Consignes écrites |
1) Recopiez à l'identique le passage de l'article sur les jeux vidéo d'action qui va de « Professeure de sciences » jusqu'à « certaines fonctions cognitives. » inclus.
2) Relevez tous les titres de jeux vidéo cités dans l'article sur les jeux vidéo d'action.
3) Rédigez la suite de l'article sur les jeux vidéo d'action, en partant de sa dernière phrase.

Les jeux vidéo d’action facilitent l’apprentissage
Sciences cognitives
La pratique des jeux d’action favorise l’apprentissage, révèle une étude genevoise. Le savoir-faire des joueurs serait transférable à d’autres tâches

Call of Duty, Battlefield, GTA… lorsque les jeux vidéo d’action font parler d’eux dans les médias, c’est souvent plus pour leur contenu polémique et leurs éventuels effets néfastes sur le comportement que pour leurs vertus. Pourtant, au fur et à mesure que les résultats s’accumulent, il devient irréfutable que leur pratique peut également s’avérer bénéfique pour le cerveau.
Professeure de sciences cognitives à l’université de Genève, Daphné Bavelier étudie les effets des jeux vidéo sur le cerveau depuis une dizaine d’années. Un domaine qu’elle a découvert par hasard, au détour d’une étude de neurosciences dans laquelle l’un des volontaires accomplissait des tests avec une facilité déconcertante. Or ce dernier était par ailleurs expert en jeux vidéo… ce qui a mis la chercheuse sur cette nouvelle piste. Depuis, avec d’autres équipes, elle a mis en évidence de nombreuses relations entre ces jeux et certaines fonctions cognitives.
La plupart de ces études ont pour l’instant simplement réalisé l’inventaire des effets de ces jeux sans vraiment en expliquer les mécanismes. «Les jeux vidéo, en particulier ceux d’action, ont des effets sur des fonctions qui n’ont a priori rien à voir entre elles, par exemple l’acuité visuelle et la prise de décision, raconte Daphné Bavelier. Trouver un mécanisme commun à autant d’effets n’est donc pas facile.» C’est pourtant ce qu’elle et son équipe viennent de faire dans une étude publiée récemment dans la revue PNAS . D’après leurs conclusions, les jeux vidéo d’action faciliteraient en fait l’apprentissage de compétences nouvelles. «Nous avons découvert que si les joueurs ont par exemple une meilleure acuité visuelle, ce n’est pas parce que les jeux vidéo leur ont donné une meilleure vision, mais plutôt parce qu’ils leur ont appris à mieux voir», nuance Daphné Bavelier.

Données extraites |
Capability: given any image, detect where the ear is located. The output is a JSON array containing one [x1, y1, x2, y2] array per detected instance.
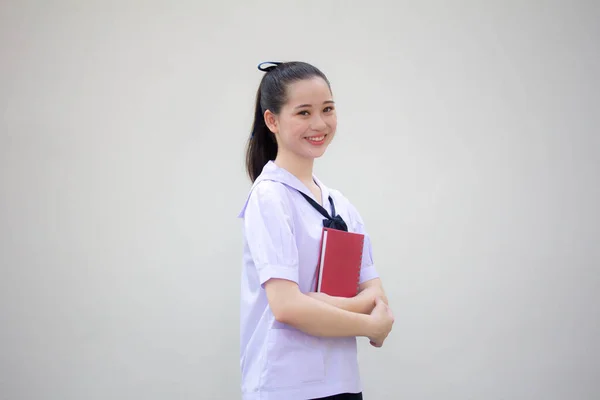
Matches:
[[264, 110, 279, 134]]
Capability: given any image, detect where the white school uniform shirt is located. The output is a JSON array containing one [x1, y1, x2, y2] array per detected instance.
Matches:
[[239, 161, 378, 400]]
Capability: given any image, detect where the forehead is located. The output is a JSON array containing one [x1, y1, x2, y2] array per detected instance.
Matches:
[[287, 77, 333, 107]]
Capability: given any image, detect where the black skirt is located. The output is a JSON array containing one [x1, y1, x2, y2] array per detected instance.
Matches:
[[313, 393, 363, 400]]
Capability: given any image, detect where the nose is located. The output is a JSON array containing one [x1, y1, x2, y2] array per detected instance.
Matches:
[[310, 115, 327, 131]]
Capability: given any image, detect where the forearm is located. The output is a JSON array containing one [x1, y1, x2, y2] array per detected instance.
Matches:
[[276, 292, 371, 337], [312, 286, 388, 314]]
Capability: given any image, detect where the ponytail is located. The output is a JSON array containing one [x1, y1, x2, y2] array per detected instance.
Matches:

Réponses aux consignes |
1)
Professeure de sciences cognitives à l’université de Genève, Daphné Bavelier étudie les effets des jeux vidéo sur le cerveau depuis une dizaine d’années. Un domaine qu’elle a découvert par hasard, au détour d’une étude de neurosciences dans laquelle l’un des volontaires accomplissait des tests avec une facilité déconcertante. Or ce dernier était par ailleurs expert en jeux vidéo… ce qui a mis la chercheuse sur cette nouvelle piste. Depuis, avec d’autres équipes, elle a mis en évidence de nombreuses relations entre ces jeux et certaines fonctions cognitives.

2) Call of Duty, Battlefield, GTA

3)
En quoi consistent-ils, ces jeux? L’exemple typique est le FPS, acronyme anglais pour jeu de tir à la première personne. Dans un FPS comme le célèbre Call of Duty, le joueur est dans les baskets d’un personnage et voit à travers ses yeux. L’action se déroule dans des univers dangereux, en partie imprévisibles (surtout lors de sessions de jeu en ligne), et nécessite d’anticiper en permanence ce qui se passe en dehors du champ de vision afin de réagir rapidement et de pouvoir sauver sa peau.
Les chercheurs ont d’abord voulu déterminer si ces jeux vidéo ont bien un effet sur l’apprentissage. Ils ont pour cela recruté 20 volontaires, parmi lesquels des experts des FPS et des joueurs occasionnels d’autres types de jeux vidéo. Ces derniers ont dû réaliser une série d’exercices de discrimination visuelle, un outil standard des sciences cognitives. La répétition des exercices permet d’évaluer si les sujets s’améliorent au fil des essais, ce qui témoigne de leurs capacités d’apprentissage. Résultat, les pros des jeux d’action obtiennent de bien meilleurs scores que les autres.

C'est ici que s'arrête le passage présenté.